▸ DOCUMENT TEXT:
= Beginning of Section =

Bereaved Story

“She had three hospital admissions in eight weeks and it wasn’t until the final admission via A&E that she was diagnosed”

Michelle Beer tells us all about her fantastic mum and nana, Diane. Read more below.

Diane Leach

My mum was an absolute fantastic mum and nana. She worked as a nurse for many years and always had great nursing stories, although I’m not sure I’m still over the gory stories whilst eating my Sunday dinner as a teenager.

Mum had always had tummy issues due to Crohn’s disease, so when she started to need to go to the toilet urgently, and in the last couple of years of her life, having regular accidents, it was always put down to the Crohn’s or a possible intolerance to dairy products. She went to the doctors for a long time about the accidents, and at one point, it was even blamed on me and my brother being big babies and her having to have forceps deliveries with us both. We were well around the 40’s mark by then!

Around Christmas time of 2017, mum had worked a night shift, and I remember her getting home from work and telling me that she had had the most awful back pain, and the only way she could ease it was to lay on the floor. She passed it off as being in her mid-sixties and still working in nursing, so she vowed to find a new job.

Christmas came and went and she found a new job but the symptoms of accidents, feeling full quickly and sick started to make themselves known on a far more regular basis. The GP thought it was either her Crohn’s or kidney-related but both were quickly ruled out. But she started to struggle and was getting tired, went off food and just became unhappy because she felt rotten (knowing what I know now, she hid from us all really well how poorly she actually felt).

She had three hospital admissions in eight weeks and it wasn’t until the final admission via A&E that she was diagnosed with pancreatic cancer. Even in the hospital, she tried to keep on a cheerful front, especially if my twin sons (who were her world), came with me for a visit. But her decline was very quick. She wanted to go home, which was managed with carers for about a week, but then she was given a space in the local hospice where she battled on for another few days. My mum lost her battle to pancreatic cancer, 42 days after diagnosis.

= End of Section =

▸ PROVIDED RECORDS:
= Beginning of Section =

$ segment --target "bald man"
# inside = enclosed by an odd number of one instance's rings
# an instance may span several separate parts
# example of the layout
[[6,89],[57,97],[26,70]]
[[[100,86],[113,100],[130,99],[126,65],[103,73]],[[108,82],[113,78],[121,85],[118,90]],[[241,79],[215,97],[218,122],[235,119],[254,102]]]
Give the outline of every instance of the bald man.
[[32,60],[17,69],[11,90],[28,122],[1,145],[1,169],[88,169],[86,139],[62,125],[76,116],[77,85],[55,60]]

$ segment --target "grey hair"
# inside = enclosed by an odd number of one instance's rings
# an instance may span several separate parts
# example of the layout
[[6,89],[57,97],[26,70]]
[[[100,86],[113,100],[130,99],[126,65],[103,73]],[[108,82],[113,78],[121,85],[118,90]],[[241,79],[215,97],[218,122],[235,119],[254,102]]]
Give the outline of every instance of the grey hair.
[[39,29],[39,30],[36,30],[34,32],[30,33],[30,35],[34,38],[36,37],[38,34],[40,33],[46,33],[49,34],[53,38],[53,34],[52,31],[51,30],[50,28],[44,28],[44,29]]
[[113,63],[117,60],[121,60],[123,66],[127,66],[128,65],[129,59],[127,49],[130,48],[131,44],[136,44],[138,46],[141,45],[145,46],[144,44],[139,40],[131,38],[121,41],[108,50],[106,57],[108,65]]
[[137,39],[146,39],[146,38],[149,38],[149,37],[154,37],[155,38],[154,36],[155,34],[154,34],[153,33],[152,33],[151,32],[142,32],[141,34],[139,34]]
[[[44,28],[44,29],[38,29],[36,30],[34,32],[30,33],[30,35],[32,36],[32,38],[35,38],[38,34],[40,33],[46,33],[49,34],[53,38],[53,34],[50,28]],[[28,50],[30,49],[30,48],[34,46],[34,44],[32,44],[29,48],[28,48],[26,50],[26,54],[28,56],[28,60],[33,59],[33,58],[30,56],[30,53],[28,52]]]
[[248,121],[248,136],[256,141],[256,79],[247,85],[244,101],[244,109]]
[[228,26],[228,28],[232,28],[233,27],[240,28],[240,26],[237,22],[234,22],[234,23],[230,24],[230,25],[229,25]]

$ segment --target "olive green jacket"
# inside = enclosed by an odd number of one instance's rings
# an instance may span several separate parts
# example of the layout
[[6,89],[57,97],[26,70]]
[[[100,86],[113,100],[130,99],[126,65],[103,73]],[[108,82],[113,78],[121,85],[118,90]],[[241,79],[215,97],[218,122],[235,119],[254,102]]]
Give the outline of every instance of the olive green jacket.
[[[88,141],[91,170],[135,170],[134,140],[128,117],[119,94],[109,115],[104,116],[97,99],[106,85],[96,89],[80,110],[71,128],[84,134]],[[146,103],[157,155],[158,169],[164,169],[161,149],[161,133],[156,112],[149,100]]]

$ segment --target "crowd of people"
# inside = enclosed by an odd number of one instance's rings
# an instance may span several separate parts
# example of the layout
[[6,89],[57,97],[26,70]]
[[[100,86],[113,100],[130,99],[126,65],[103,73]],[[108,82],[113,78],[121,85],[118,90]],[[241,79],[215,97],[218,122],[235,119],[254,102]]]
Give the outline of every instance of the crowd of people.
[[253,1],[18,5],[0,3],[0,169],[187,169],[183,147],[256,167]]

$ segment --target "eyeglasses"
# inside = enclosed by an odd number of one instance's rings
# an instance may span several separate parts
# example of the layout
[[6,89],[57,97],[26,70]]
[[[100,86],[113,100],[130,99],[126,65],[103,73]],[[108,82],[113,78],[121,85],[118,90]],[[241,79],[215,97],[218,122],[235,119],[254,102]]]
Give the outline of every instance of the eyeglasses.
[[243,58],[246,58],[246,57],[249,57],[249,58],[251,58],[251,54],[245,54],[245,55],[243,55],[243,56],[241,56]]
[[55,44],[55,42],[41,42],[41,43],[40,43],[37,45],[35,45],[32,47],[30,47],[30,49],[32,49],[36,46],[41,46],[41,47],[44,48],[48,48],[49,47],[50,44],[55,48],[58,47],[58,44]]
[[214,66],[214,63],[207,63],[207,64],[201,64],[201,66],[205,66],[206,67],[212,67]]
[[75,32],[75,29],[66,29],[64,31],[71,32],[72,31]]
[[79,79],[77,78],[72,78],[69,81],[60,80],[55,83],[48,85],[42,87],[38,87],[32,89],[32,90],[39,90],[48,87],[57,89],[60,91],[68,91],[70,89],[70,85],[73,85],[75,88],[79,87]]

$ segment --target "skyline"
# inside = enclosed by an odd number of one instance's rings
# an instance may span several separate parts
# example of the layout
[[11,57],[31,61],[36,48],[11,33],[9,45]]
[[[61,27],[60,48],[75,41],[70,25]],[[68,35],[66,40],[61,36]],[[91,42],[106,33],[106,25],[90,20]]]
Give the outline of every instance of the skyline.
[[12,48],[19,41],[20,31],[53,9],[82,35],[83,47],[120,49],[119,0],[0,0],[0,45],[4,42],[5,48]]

= End of Section =

▸ WORK ITEM: Copy the story about Diane Leach word for word, starting at "My mum was an" and ending at "mark by then!".

▸ SOLUTION TO THE EXERCISE:
My mum was an absolute fantastic mum and nana. She worked as a nurse for many years and always had great nursing stories, although I’m not sure I’m still over the gory stories whilst eating my Sunday dinner as a teenager.

Mum had always had tummy issues due to Crohn’s disease, so when she started to need to go to the toilet urgently, and in the last couple of years of her life, having regular accidents, it was always put down to the Crohn’s or a possible intolerance to dairy products. She went to the doctors for a long time about the accidents, and at one point, it was even blamed on me and my brother being big babies and her having to have forceps deliveries with us both. We were well around the 40’s mark by then!